> Document segment:
┏━━

Securities and Exchange Commission Suspends Trading in the Securities of Eight Issuers for Failure to Make Required Periodic Filings
The U.S. Securities and Exchange Commission announced the temporary suspension of trading in the securities of the following issuers, commencing at 9:30 a.m. EDT on April 5, 2010, and terminating at 11:59 p.m. EDT on April 16, 2010.
The Commission temporarily suspended trading in the securities of these eight issuers due to a lack of current and accurate information about the companies because they have not filed periodic reports with the Commission in over two years. This order was entered pursuant to Section 12(k) of the Securities Exchange Act of 1934 (Exchange Act).
The Commission cautions brokers, dealers, shareholders and prospective purchasers that they should carefully consider the foregoing information along with all other currently available information and any information subsequently issued by these companies.

┗━━

> Goals:
a – Using the SEC trading suspension notice, answer these:
(i) At what time and on what date did the suspension begin?
(ii) For how long had the issuers gone without filing periodic reports?
(iii) Under which section of which act was the order entered?
b – Write the next part of the SEC trading suspension notice, starting after its last sentence.

> Data excerpts:
┏━━

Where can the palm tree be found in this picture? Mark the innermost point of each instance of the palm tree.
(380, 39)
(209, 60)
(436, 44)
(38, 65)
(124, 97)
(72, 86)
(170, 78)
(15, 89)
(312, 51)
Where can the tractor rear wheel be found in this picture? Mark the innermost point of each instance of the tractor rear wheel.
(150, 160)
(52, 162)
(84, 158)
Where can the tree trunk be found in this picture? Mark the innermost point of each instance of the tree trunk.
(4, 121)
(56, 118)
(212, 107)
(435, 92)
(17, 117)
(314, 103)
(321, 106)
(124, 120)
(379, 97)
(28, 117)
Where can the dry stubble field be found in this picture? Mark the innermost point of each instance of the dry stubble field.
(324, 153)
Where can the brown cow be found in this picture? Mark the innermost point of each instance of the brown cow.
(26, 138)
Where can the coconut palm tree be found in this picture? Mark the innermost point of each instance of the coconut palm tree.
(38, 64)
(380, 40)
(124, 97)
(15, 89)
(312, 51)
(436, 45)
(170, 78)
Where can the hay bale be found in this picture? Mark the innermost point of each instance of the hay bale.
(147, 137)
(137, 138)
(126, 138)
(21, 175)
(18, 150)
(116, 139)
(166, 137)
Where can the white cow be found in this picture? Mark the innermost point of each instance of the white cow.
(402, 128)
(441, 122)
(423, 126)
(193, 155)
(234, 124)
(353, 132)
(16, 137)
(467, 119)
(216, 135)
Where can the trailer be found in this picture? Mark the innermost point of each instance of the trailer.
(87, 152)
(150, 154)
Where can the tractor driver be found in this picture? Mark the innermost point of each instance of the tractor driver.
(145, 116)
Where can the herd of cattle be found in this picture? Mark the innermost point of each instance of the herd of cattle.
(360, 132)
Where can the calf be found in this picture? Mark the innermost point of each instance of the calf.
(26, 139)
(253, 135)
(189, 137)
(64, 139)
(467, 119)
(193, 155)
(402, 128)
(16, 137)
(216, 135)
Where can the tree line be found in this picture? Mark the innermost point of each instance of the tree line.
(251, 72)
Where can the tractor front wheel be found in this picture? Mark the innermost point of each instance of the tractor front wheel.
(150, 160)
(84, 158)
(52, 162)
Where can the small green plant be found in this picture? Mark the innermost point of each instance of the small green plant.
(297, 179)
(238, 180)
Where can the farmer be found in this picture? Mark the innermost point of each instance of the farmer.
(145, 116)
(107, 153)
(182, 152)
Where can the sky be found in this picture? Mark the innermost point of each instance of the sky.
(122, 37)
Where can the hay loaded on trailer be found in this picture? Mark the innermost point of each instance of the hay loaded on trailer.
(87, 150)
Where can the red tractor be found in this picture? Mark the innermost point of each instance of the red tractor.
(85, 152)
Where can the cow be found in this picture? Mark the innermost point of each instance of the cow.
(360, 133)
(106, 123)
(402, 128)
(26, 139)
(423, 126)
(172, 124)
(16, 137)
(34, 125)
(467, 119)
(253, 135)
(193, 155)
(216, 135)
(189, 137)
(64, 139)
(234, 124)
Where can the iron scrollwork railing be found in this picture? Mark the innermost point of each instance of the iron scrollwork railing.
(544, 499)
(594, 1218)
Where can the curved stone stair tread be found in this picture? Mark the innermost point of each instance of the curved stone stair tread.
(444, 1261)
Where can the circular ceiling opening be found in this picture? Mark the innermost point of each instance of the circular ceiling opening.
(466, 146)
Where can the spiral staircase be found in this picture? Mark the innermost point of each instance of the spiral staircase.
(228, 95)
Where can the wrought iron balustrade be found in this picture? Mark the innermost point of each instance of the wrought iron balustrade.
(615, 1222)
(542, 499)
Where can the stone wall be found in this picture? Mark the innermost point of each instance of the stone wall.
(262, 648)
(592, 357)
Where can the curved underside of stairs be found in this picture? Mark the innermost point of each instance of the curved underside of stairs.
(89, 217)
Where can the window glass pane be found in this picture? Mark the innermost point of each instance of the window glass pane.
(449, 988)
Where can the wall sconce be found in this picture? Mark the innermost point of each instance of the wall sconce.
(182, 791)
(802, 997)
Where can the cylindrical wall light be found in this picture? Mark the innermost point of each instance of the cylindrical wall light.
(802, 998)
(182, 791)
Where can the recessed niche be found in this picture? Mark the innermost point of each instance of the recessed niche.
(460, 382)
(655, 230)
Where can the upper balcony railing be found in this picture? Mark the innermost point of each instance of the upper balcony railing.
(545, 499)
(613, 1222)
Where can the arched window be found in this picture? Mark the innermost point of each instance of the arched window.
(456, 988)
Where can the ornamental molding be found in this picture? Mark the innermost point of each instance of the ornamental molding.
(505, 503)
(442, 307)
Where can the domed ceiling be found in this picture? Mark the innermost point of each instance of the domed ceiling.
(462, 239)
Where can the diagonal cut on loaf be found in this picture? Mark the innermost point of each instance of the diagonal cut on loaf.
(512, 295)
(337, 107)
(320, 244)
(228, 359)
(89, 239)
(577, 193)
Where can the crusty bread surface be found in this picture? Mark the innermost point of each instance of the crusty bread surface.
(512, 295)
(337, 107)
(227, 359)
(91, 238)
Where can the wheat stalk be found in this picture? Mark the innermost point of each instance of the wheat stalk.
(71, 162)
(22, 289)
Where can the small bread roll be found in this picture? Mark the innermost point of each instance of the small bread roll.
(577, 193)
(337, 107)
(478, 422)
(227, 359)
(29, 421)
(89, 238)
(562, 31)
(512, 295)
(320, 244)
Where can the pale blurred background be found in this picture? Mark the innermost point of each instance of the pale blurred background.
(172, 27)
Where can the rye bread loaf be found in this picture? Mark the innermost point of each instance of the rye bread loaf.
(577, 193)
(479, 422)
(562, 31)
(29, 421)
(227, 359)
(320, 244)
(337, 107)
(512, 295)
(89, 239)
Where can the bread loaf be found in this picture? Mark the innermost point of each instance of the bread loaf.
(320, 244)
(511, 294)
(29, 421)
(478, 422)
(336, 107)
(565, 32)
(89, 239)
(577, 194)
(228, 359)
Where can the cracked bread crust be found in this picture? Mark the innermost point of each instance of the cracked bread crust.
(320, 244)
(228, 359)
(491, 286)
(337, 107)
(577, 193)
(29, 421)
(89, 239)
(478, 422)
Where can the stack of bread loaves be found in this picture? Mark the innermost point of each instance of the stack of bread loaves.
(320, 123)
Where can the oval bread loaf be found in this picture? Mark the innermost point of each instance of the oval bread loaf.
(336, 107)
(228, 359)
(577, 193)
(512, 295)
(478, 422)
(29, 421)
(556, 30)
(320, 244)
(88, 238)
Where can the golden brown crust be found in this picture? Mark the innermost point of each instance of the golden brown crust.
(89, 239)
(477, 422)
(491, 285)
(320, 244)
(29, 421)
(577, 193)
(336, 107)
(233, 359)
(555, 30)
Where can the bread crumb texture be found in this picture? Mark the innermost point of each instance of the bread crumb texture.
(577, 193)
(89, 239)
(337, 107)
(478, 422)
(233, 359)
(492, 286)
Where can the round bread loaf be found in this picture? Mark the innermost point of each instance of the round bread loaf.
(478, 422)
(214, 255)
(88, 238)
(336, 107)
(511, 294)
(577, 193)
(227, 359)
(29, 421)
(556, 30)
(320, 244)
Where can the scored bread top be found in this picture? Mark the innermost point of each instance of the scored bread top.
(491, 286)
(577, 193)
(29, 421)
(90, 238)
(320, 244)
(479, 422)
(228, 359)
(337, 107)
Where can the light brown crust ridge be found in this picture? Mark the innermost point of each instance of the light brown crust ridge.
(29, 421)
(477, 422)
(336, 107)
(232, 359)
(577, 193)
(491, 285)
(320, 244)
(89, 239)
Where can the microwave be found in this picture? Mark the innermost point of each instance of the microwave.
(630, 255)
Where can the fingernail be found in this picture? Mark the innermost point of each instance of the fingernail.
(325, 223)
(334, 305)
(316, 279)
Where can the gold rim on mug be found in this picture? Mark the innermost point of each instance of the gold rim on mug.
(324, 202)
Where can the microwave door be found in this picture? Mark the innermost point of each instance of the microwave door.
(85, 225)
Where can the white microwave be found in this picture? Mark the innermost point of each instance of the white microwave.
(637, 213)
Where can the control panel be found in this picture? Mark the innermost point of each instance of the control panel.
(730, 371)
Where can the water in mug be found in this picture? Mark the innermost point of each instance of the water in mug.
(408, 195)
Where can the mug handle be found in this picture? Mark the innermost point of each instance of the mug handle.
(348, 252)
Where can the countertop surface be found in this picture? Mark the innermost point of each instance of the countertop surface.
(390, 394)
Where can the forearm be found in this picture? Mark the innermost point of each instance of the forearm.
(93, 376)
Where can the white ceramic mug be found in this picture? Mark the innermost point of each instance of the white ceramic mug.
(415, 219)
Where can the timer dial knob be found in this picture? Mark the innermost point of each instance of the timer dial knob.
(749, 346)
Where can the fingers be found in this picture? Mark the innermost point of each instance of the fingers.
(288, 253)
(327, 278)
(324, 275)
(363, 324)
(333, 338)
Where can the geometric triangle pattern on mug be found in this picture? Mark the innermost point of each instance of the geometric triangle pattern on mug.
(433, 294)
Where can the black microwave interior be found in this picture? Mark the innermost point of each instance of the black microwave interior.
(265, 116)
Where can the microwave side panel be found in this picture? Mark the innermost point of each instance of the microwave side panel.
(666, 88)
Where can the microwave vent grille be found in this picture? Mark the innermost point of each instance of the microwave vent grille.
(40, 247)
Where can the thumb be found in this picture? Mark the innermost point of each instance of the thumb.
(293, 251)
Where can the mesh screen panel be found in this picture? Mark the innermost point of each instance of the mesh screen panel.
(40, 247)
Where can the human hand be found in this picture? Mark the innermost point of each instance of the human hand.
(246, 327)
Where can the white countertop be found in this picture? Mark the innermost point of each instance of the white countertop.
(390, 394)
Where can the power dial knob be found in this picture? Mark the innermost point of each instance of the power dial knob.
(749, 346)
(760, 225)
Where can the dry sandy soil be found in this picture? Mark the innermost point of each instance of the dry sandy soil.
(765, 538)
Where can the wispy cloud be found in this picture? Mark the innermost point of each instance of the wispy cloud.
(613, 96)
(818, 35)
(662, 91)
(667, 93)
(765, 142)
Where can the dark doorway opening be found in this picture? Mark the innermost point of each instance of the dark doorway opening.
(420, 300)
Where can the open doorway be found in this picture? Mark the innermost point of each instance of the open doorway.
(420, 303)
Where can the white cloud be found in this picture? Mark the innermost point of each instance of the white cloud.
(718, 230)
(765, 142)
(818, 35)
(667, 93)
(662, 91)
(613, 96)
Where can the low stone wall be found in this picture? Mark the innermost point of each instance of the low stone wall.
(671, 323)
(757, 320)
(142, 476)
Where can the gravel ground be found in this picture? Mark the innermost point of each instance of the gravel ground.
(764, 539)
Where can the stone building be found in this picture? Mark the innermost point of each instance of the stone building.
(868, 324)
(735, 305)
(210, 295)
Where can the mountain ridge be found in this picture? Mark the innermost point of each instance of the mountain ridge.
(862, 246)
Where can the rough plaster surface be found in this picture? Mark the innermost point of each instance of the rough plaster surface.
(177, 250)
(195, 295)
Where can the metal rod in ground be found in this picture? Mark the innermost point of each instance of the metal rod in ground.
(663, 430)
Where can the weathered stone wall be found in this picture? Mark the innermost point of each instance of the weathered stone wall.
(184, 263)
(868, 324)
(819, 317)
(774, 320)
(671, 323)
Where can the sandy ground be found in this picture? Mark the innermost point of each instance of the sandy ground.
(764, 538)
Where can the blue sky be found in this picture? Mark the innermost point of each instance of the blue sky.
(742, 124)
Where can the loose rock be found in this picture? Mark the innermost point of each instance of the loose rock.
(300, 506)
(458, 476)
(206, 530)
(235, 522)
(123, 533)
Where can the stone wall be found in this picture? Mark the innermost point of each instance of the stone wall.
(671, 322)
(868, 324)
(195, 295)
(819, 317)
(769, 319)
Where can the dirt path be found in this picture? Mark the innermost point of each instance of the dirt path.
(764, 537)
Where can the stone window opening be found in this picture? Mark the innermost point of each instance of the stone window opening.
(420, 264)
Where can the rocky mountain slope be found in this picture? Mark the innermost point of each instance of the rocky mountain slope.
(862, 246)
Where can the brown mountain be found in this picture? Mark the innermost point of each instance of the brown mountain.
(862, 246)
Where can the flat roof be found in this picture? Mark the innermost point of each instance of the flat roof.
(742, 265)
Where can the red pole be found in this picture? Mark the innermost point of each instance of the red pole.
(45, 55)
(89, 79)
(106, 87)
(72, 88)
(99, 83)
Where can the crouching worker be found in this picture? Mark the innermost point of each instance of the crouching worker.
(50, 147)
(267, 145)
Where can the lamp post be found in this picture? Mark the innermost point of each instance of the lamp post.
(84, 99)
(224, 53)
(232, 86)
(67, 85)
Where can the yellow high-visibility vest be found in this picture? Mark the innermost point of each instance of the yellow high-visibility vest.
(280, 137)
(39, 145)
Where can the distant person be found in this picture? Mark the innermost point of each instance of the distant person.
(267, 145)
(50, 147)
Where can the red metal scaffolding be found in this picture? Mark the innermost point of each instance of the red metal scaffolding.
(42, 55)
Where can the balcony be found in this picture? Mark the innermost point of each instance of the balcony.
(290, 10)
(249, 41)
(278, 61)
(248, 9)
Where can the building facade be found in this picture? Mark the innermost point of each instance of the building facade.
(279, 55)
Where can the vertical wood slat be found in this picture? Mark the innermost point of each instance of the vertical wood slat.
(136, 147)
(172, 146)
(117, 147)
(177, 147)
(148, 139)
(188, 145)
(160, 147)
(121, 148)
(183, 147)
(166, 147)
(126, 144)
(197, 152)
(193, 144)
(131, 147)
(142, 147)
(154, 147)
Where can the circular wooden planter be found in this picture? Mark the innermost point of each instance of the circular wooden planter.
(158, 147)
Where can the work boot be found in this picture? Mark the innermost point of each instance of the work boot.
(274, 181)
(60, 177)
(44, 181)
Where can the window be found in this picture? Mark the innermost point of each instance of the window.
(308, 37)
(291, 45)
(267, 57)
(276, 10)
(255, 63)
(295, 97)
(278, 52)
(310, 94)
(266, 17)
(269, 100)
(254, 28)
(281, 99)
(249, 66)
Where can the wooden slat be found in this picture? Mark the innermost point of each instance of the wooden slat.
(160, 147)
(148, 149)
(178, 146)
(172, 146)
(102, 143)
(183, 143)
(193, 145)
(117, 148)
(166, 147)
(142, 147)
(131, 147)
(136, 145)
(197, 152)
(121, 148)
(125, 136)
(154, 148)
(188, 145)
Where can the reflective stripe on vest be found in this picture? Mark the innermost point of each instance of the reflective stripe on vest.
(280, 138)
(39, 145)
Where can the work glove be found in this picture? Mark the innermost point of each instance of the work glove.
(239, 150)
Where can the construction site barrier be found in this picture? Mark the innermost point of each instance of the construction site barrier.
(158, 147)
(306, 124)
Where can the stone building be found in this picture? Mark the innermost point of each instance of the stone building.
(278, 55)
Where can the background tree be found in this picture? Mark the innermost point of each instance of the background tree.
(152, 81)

┗━━

> Solved problems:
a –
(i) 9:30 a.m. EDT on April 5, 2010
(ii) Over two years
(iii) Section 12(k) of the Securities Exchange Act of 1934

b –
Brokers and dealers should be alert to the fact that, pursuant to Exchange Act Rule 15c2-11, at the termination of the trading suspensions, no quotation may be entered relating to the securities of the subject companies unless and until the broker or dealer has strictly complied with all of the provisions of the rule. If any broker or dealer is uncertain as to what is required by the rule, it should refrain from entering quotations relating to the securities of these companies that have been subject to a trading suspension until such time as it has familiarized itself with the rule and is certain that all of its provisions have been met. Any broker or dealer with questions regarding the rule should contact the staff of the Securities and Exchange Commission in Washington, DC at (202) 551-5720. If any broker or dealer enters any quotation which is in violation of the rule, the Commission will consider the need for prompt enforcement action.
If any broker, dealer or other person has any information which may relate to this matter, they should immediately communicate it to the Delinquent Filings Branch of the Division of Enforcement at (202) 551-5466, or by e-mail at DelinquentFilings@sec.gov. (Rel. 34-61835)
RULES AND RELATED MATTERS
Notice of a Revised Privacy Act System of Records
The Commission issued a notice requesting comments on a proposed revised Privacy Act system of records: "Pay and Leave System" (SEC-15)." The revisions reflect changes that have occurred since the notice was last published and will update the system name, system location, categories of individuals covered by the system, categories of records in the system, routine uses of records maintained in the system, retrievability of records, records' safeguards, retention and disposition of records, system manager and address, notification procedures, record access procedures, contesting records procedures, and record source categories. Publication of this notice is expected in the Federal Register during the week of April 5. (Rel. PA-42; File No.: S7-07-10)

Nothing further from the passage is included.